** Source data follows **
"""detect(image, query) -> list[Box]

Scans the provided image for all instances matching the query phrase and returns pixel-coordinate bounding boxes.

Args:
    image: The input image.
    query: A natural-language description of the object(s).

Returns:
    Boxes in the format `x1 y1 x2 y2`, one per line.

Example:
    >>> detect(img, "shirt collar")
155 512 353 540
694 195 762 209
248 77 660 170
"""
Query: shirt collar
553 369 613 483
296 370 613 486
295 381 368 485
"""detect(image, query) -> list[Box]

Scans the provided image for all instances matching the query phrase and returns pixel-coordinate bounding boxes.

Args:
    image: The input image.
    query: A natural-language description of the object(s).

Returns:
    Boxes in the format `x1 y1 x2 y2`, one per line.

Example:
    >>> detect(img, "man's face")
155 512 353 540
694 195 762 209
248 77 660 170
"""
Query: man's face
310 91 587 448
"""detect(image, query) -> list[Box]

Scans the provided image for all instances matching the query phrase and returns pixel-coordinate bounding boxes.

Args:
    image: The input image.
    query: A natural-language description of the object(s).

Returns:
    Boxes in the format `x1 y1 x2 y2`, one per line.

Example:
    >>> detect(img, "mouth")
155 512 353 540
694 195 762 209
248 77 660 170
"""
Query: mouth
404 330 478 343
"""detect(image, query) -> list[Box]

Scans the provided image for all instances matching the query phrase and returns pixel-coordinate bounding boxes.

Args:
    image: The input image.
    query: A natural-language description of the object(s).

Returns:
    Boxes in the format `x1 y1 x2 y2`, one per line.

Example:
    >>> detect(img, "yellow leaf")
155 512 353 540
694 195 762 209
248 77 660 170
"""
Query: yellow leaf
** End of Source data **
→ **Aim of the task**
Reproduce the records exactly, keeping every line.

→ **Reply**
"""detect(image, query) -> list[Box]

Scans the provided image for all instances matching the query phrase and returns pixel-coordinate bounding boxes.

Args:
    image: The input image.
    query: A natural-language description of the object(s).

Returns:
    Boxes in the format `x1 y1 x2 y2`, one per line.

Example:
    >>> detect(img, "shirt collar")
155 512 353 540
694 195 762 209
248 77 660 170
"""
Query: shirt collar
553 369 613 483
296 370 613 486
295 381 368 485
"""detect(image, query) -> list[Box]

Scans the provided image for all instances matching the query phrase and returns pixel-coordinate bounding boxes.

Args:
    image: The input image.
    query: A natural-language description of the object(s).

Returns:
    Boxes in the format `x1 y1 x2 y2`, one per line.

Example:
    >>> detect(img, "man's face")
155 512 353 540
694 195 762 209
248 77 660 170
"""
Query: man's face
310 91 587 448
"""detect(image, query) -> list[Box]

Scans the provided image for all instances matching the query phrase and returns pixel-coordinate bounding boxes.

Args:
    image: The input image.
    query: A natural-language description of the object(s).

Returns:
    Boxes in the format `x1 y1 x2 y2`, one per line.

Example:
    >>> detect(img, "mouth")
155 512 353 540
694 195 762 209
248 77 660 170
"""
Query: mouth
404 330 478 343
"""detect(image, query) -> list[Box]

Scans the provided image for all instances matching the query phrase and returns pixel-coordinate bounding boxes.

Args:
    image: The input image.
    query: A natural-language description of the object(s).

Returns:
    Boxes in the format `x1 y1 x2 y2`, one per line.

Example:
    >>> detect(img, "yellow leaf")
155 512 353 540
694 195 762 209
248 77 660 170
"""
Query: yellow leaf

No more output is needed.